_DESCRIPTION OF THE TASK_
Stop after the line with "box: [0, 163, 28, 194]". Up to that point, output every line of the listing below exactly from the first one onward, skipping pictures.
○ ○ ○ ○ ○ ○ ○
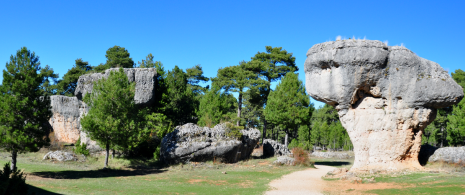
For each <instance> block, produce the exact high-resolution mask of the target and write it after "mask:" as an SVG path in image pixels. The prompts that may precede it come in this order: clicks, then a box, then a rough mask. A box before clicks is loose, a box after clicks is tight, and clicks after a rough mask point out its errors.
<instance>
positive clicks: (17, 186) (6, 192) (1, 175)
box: [0, 163, 28, 194]
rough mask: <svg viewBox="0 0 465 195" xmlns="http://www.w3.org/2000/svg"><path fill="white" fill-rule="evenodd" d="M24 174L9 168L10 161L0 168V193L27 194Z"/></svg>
mask: <svg viewBox="0 0 465 195" xmlns="http://www.w3.org/2000/svg"><path fill="white" fill-rule="evenodd" d="M27 191H28V187H27V185H26V176H25V175H24V173H23V172H21V171H19V170H16V171H12V170H11V169H10V163H6V164H5V165H4V166H3V171H2V170H0V194H27Z"/></svg>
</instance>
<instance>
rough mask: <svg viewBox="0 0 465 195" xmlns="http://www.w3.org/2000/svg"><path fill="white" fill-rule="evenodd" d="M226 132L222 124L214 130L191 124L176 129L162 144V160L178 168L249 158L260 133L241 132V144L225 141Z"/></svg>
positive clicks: (213, 128) (224, 124)
mask: <svg viewBox="0 0 465 195" xmlns="http://www.w3.org/2000/svg"><path fill="white" fill-rule="evenodd" d="M226 131H228V130H227V127H226V125H225V124H218V125H216V126H215V127H213V128H208V127H199V126H197V125H195V124H192V123H188V124H185V125H182V126H177V127H176V128H175V129H174V131H173V132H171V133H169V134H167V135H166V136H165V137H164V138H163V140H162V142H161V149H160V156H161V159H162V160H163V161H164V162H165V163H167V164H177V163H186V162H190V161H207V160H216V161H221V162H228V163H231V162H237V161H238V160H242V159H247V158H249V157H250V154H251V153H252V151H253V149H254V147H255V146H256V145H257V143H258V141H259V139H260V131H259V130H257V129H249V130H241V133H242V135H243V136H242V138H241V140H238V139H236V138H234V137H228V136H227V135H226Z"/></svg>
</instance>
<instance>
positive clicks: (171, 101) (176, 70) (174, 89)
mask: <svg viewBox="0 0 465 195" xmlns="http://www.w3.org/2000/svg"><path fill="white" fill-rule="evenodd" d="M164 82H165V86H166V93H164V94H163V97H162V101H163V104H164V105H163V108H162V113H163V114H165V115H166V117H167V118H168V119H169V120H171V121H172V122H173V125H183V124H185V123H197V116H196V111H197V108H198V107H197V105H198V102H197V101H198V100H197V99H196V98H195V94H194V93H193V92H192V90H191V89H190V88H189V87H188V84H187V74H186V73H185V72H184V71H183V70H182V69H180V68H179V67H178V66H175V67H174V68H173V70H172V71H168V74H167V76H166V79H164Z"/></svg>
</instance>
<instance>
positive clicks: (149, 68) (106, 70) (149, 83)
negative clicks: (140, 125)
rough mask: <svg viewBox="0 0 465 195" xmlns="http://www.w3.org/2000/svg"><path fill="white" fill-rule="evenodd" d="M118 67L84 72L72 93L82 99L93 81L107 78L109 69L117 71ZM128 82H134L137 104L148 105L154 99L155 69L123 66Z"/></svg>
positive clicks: (90, 88)
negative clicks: (127, 67) (101, 69)
mask: <svg viewBox="0 0 465 195" xmlns="http://www.w3.org/2000/svg"><path fill="white" fill-rule="evenodd" d="M118 70H119V68H110V69H108V70H105V73H93V74H86V75H82V76H80V77H79V80H78V85H77V87H76V90H75V92H74V95H76V97H77V98H78V99H79V100H82V98H83V97H84V95H85V94H86V93H91V92H92V89H93V86H94V82H95V81H97V80H100V79H102V78H108V76H109V75H110V72H111V71H118ZM123 70H124V72H125V73H126V75H127V76H128V79H129V82H136V92H135V95H134V101H135V102H136V104H139V105H148V104H151V103H153V101H154V98H155V96H154V93H155V84H156V77H157V70H156V69H155V68H124V69H123Z"/></svg>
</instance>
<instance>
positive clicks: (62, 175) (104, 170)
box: [31, 169, 164, 179]
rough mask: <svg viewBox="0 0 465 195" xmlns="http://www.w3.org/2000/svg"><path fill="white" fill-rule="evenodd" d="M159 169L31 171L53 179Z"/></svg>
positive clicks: (159, 170)
mask: <svg viewBox="0 0 465 195" xmlns="http://www.w3.org/2000/svg"><path fill="white" fill-rule="evenodd" d="M162 172H164V170H160V169H124V170H122V169H99V170H89V171H75V170H69V171H42V172H33V173H31V174H32V175H35V176H38V177H42V178H54V179H81V178H105V177H122V176H140V175H149V174H157V173H162Z"/></svg>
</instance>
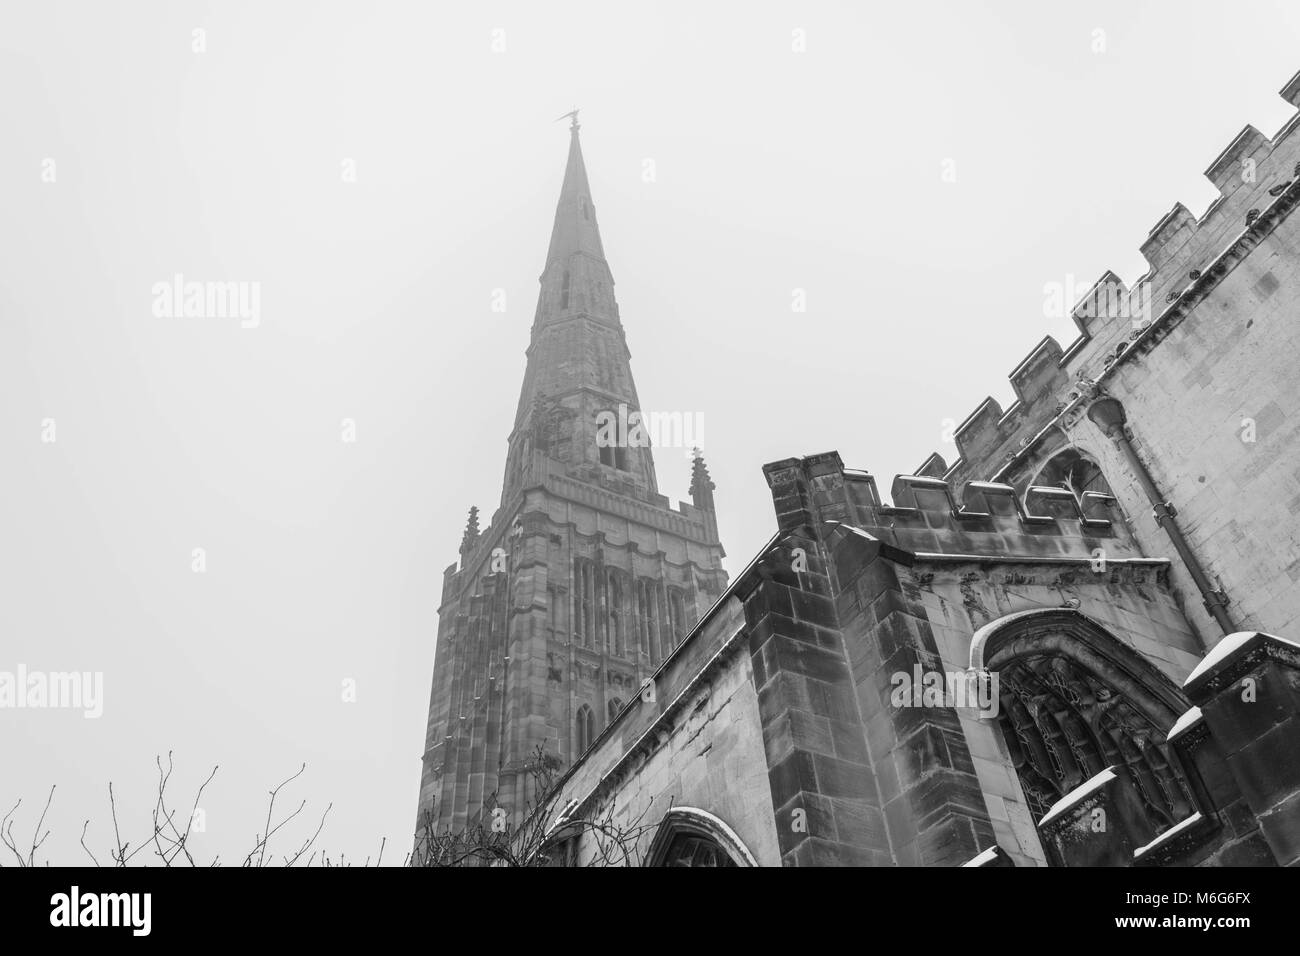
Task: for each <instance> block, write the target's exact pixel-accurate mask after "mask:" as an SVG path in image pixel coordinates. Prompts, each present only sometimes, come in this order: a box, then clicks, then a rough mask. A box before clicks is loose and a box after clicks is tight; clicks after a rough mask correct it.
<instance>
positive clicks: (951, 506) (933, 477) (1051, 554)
mask: <svg viewBox="0 0 1300 956" xmlns="http://www.w3.org/2000/svg"><path fill="white" fill-rule="evenodd" d="M763 473H764V475H766V476H767V481H768V485H770V486H771V489H772V497H774V501H775V505H776V512H777V519H779V522H780V525H781V531H783V532H785V531H793V529H796V528H800V527H809V528H819V527H823V525H824V523H826V522H839V523H842V524H850V525H853V527H857V528H861V529H863V531H866V532H867V533H870V535H874V536H876V537H879V538H881V540H884V541H888V542H889V544H893V545H896V546H898V548H902V549H906V550H910V551H913V553H918V554H930V555H936V554H939V555H975V557H987V558H991V559H993V558H996V559H1009V561H1014V559H1018V558H1022V559H1028V561H1041V559H1052V558H1056V559H1060V558H1088V557H1095V555H1096V553H1097V551H1099V550H1101V551H1102V553H1105V554H1106V555H1108V558H1110V559H1118V558H1126V557H1128V558H1138V557H1140V553H1139V550H1138V548H1136V545H1135V544H1134V541H1132V538H1131V537H1130V535H1128V532H1127V529H1126V527H1125V523H1123V522H1122V520H1117V518H1118V510H1117V507H1118V506H1117V502H1115V499H1114V497H1112V496H1109V494H1100V493H1096V492H1088V493H1086V494H1084V496H1083V497H1082V498H1075V496H1074V494H1073V493H1071V492H1069V490H1066V489H1063V488H1030V489H1027V490H1026V492H1024V493H1023V494H1021V493H1018V492H1017V489H1015V488H1013V486H1011V485H1008V484H1002V483H996V481H969V483H966V485H965V488H962V490H961V496H959V497H958V494H957V493H956V490H954V486H953V485H952V484H950V483H949V481H946V480H944V479H943V477H936V476H931V475H897V476H894V479H893V483H892V485H891V498H892V499H893V501H892V503H891V502H885V501H883V499H881V497H880V492H879V489H878V486H876V480H875V477H872V476H871V475H870V473H868V472H865V471H857V470H846V468H845V467H844V463H842V462H841V460H840V455H839V453H835V451H829V453H826V454H820V455H810V457H807V458H802V459H797V458H788V459H784V460H781V462H772V463H771V464H767V466H764V467H763Z"/></svg>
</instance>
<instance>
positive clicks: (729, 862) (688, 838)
mask: <svg viewBox="0 0 1300 956" xmlns="http://www.w3.org/2000/svg"><path fill="white" fill-rule="evenodd" d="M646 866H758V861H757V860H755V858H754V856H753V853H750V852H749V849H748V848H746V847H745V844H744V843H741V839H740V838H738V836H737V835H736V832H735V831H733V830H732V829H731V827H729V826H727V825H725V823H723V821H720V819H719V818H718V817H715V816H714V814H711V813H706V812H705V810H697V809H695V808H693V806H675V808H673V809H671V810H668V813H666V814H664V817H663V819H662V821H659V826H658V827H656V829H655V835H654V840H653V842H651V844H650V852H649V853H647V856H646Z"/></svg>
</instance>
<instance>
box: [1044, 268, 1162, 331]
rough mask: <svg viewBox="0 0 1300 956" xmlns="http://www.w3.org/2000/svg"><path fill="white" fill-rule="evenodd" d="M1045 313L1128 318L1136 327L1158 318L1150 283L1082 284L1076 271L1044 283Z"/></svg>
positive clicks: (1093, 283) (1049, 316) (1121, 318)
mask: <svg viewBox="0 0 1300 956" xmlns="http://www.w3.org/2000/svg"><path fill="white" fill-rule="evenodd" d="M1043 315H1044V317H1047V319H1065V317H1066V316H1070V315H1074V316H1078V317H1079V319H1099V317H1102V319H1128V320H1130V321H1132V324H1134V326H1135V328H1136V326H1139V325H1145V324H1148V323H1151V321H1152V319H1154V315H1156V313H1154V310H1153V308H1152V298H1151V284H1149V282H1141V284H1140V285H1139V286H1138V287H1136V289H1134V290H1132V291H1130V290H1127V289H1125V287H1123V286H1122V285H1121V284H1119V282H1100V284H1099V282H1087V284H1079V282H1076V281H1075V278H1074V273H1069V274H1066V277H1065V282H1047V284H1044V286H1043Z"/></svg>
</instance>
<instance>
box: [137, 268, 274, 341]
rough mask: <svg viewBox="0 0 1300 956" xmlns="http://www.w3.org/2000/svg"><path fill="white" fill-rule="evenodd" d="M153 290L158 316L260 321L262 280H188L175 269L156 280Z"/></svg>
mask: <svg viewBox="0 0 1300 956" xmlns="http://www.w3.org/2000/svg"><path fill="white" fill-rule="evenodd" d="M152 293H153V315H155V316H157V317H159V319H238V320H239V326H240V328H244V329H256V328H257V326H259V325H260V324H261V282H198V281H188V282H187V281H186V278H185V276H182V274H181V273H179V272H178V273H175V276H173V277H172V281H169V282H155V284H153V287H152Z"/></svg>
○ ○ ○ ○ ○ ○ ○
_ANSWER SPACE_
For each <instance> block, produce the exact high-resolution mask of the target and write it after "mask:" as an SVG path in image pixels. The prompts that may precede it come in this order: clicks, then a box, then a rough mask. A box before clicks is loose, a box after clicks is tight, and clicks after a rough mask point out its errors.
<instance>
positive clicks: (17, 186) (6, 192) (1, 175)
box: [0, 163, 28, 194]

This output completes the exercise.